Your instructions: Reproduce the data unchanged from the line containing "the truck rear" through its final line, with both ends included. Omit the pictures from your answer.

Data supplied:
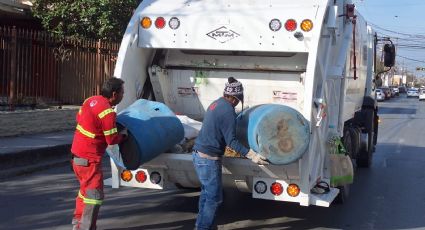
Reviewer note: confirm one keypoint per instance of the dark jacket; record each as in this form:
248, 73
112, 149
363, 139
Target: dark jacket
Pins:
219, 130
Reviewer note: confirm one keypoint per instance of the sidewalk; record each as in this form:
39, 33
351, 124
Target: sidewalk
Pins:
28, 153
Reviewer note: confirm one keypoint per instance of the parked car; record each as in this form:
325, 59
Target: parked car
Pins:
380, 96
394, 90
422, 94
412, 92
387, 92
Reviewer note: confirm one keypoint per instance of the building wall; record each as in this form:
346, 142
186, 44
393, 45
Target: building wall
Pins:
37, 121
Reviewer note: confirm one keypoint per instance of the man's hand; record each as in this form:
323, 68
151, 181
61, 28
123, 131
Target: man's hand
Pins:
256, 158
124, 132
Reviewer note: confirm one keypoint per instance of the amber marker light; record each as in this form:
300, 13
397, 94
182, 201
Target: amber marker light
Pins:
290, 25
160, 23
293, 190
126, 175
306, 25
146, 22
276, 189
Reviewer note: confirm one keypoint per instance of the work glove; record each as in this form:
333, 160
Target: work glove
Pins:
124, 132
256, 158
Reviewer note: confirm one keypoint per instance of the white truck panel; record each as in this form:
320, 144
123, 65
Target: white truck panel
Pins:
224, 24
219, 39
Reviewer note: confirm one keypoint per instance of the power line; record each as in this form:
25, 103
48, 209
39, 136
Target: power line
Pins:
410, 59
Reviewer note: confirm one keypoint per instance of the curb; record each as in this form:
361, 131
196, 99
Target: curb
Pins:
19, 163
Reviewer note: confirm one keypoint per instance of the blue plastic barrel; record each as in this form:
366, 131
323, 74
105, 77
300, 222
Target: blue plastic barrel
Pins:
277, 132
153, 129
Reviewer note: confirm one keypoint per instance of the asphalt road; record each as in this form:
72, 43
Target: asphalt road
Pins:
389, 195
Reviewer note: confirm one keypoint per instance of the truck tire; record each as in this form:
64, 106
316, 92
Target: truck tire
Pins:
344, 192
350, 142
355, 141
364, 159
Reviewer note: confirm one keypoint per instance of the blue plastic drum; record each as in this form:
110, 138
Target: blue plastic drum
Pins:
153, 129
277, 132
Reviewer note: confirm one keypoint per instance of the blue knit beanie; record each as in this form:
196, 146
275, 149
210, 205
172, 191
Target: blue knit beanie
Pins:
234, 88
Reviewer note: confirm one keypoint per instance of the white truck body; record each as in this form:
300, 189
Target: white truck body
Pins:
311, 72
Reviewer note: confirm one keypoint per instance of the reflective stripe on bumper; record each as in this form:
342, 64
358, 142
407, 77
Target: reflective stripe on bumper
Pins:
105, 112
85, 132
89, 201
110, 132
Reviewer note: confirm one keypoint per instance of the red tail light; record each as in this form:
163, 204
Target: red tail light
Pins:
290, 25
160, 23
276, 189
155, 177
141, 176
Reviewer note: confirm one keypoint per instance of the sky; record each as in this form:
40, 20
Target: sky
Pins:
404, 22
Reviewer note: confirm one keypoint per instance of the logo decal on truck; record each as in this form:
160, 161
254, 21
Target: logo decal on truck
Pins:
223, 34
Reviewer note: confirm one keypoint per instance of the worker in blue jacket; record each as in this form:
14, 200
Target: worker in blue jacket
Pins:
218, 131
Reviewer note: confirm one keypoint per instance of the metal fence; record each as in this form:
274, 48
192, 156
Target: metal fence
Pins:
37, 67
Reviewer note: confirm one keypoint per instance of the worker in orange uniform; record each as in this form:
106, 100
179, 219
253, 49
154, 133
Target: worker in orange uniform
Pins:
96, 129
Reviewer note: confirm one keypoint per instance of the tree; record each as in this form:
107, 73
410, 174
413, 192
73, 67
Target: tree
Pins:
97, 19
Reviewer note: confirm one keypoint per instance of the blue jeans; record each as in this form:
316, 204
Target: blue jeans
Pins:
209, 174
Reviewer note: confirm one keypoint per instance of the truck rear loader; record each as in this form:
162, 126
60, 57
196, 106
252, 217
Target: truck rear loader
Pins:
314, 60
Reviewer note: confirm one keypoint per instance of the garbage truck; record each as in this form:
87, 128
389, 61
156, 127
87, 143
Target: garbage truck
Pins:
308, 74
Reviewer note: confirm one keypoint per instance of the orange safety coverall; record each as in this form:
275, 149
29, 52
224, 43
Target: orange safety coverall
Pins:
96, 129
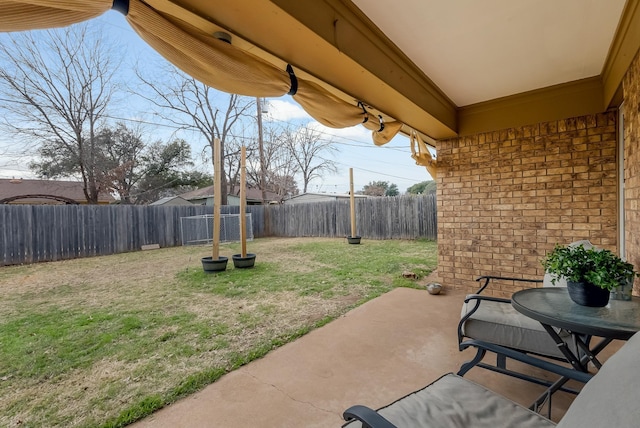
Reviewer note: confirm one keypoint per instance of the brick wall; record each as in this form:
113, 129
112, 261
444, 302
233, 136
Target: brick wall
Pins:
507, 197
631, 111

Complete response:
Reviewer note: confirm one keypoint per instance of the truck rear loader; record each as in this form:
162, 126
60, 57
196, 106
252, 217
Target: truck rear loader
Pins:
314, 60
Reviewer note: confirm one keypoint per instance of the garbage truck; record each as in this form:
87, 128
389, 61
156, 127
87, 143
Target: garbage truck
Pins:
308, 74
Reviewer note: confirm one keypoint per instance of the orange safety coverall; record each as in this form:
275, 149
29, 52
224, 43
Target: orange safety coverall
Pins:
96, 129
Reviewer note: confirm one keypoint per instance of the brick wall; record each as in this form:
113, 129
112, 261
444, 302
233, 136
Target: brick wall
Pins:
507, 197
631, 111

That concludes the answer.